BEGIN Document segment

East Africa is open to us with its fifteen million natives, many barbarous, savage, heathen, without any idea of true religion, and with little notion of truth or right, or of self-control, but all ready to listen and to learn.

West Africa, with Nigeria, the Gold Coast, and the French Congo, lies open before us. In these lands with their twenty or thirty million souls, we have probably our most wonderful opportunity on this side of the continent, because the natives are of a superior type, capable of very much more than the natives on the eastern side, and wonderfully responsive to us. One of the difficulties there arises from polygamy, but it applies to other parts of the world as well. Colonel Souter tells me of a Holiness Meeting in which the first to come to the Penitent-form was the chief who had given land for a hall. All his wives – there were sixteen of them – came to the Mercy-seat. The chief was greatly blessed, and he said to the Colonel, 'I will now give land for a school, and if you will educate my children I will give you money to build a school.'

The Light of Asia
Asia presents tremendous problems. There is India, with its small groups of towns and its 600 000 villages. We are working only in 5000 of those villages. I said just now that a building could be put up in India for £50, a small sum, but think of what a problem it is when it comes to five thousand of them! In Africa they have no particular religion, but in India it is different. India has a marvellous civilisation and literature, dating back for thousands of years, and certain teachings entrenched deeply in the hearts of the people have to be dealt with before the seed of the Kingdom can spring up. But there are hundreds of thousands of places in India where we might raise happy communities of saved people. Again it is a question of men. Japan also offers a marvellous opportunity. Man for man, the Japanese are worthy to take their place with any nation in the world. I consider that we have raised leaders at a greater rate and of higher ability in Japan than in any of the Eastern countries in which The Army is at work. Consider the opportunity! There is opportunity also to extend our work in the Dutch Indies, where there are thousands of perishing lepers and thousands of thousands of people who know little or nothing of God.

END Document segment
BEGIN Provided information

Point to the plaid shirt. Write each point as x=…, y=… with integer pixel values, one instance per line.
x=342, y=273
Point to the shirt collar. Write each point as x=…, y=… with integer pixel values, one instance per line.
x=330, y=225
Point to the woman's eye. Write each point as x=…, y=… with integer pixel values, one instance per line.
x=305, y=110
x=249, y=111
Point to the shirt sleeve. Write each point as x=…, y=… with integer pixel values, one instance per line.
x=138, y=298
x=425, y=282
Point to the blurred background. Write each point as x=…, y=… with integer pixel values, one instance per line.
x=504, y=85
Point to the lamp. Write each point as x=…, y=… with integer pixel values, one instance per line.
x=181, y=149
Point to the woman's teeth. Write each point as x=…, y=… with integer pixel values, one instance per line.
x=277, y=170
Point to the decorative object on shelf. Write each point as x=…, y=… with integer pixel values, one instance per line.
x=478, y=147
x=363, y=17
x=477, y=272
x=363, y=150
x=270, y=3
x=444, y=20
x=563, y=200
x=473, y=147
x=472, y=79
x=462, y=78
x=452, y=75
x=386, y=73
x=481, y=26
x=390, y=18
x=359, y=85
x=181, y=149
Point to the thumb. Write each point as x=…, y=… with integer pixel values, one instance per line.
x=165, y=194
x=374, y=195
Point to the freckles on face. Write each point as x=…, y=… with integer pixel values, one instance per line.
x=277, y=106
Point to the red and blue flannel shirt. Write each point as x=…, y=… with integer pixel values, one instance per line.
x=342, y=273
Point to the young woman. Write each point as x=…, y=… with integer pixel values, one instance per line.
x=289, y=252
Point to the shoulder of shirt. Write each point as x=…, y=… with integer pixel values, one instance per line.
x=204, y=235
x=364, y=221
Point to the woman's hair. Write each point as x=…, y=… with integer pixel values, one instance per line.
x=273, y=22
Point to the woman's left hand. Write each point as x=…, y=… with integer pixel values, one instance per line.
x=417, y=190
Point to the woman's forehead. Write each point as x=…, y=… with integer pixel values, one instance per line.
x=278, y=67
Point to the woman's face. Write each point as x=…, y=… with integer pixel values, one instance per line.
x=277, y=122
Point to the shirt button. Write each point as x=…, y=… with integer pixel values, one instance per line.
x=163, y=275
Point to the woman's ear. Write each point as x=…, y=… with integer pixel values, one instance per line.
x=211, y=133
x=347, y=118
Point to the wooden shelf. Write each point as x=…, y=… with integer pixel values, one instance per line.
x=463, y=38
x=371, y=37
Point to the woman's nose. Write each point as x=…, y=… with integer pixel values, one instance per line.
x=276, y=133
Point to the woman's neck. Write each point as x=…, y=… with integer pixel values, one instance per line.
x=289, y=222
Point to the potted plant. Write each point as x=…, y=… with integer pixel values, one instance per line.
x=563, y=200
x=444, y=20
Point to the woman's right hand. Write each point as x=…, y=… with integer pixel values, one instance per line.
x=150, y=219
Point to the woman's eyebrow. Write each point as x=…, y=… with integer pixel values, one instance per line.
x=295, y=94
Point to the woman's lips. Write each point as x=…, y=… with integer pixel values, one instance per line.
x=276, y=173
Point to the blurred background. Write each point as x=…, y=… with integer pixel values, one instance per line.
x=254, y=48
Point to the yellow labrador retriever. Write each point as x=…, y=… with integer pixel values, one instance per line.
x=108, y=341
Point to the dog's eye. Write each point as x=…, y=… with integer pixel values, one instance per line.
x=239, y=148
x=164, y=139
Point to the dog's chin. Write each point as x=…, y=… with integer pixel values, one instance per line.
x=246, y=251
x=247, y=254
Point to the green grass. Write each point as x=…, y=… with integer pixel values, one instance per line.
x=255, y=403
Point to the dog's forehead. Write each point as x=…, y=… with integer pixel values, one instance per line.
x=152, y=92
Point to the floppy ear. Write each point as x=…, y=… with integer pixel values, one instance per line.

END Provided information

**Your goal**. From the passage on mission opportunities above, reproduce word for word the stretch that starts at the words "East Africa is" and stops after "and to learn.".

**Exercise result**.
East Africa is open to us with its fifteen million natives, many barbarous, savage, heathen, without any idea of true religion, and with little notion of truth or right, or of self-control, but all ready to listen and to learn.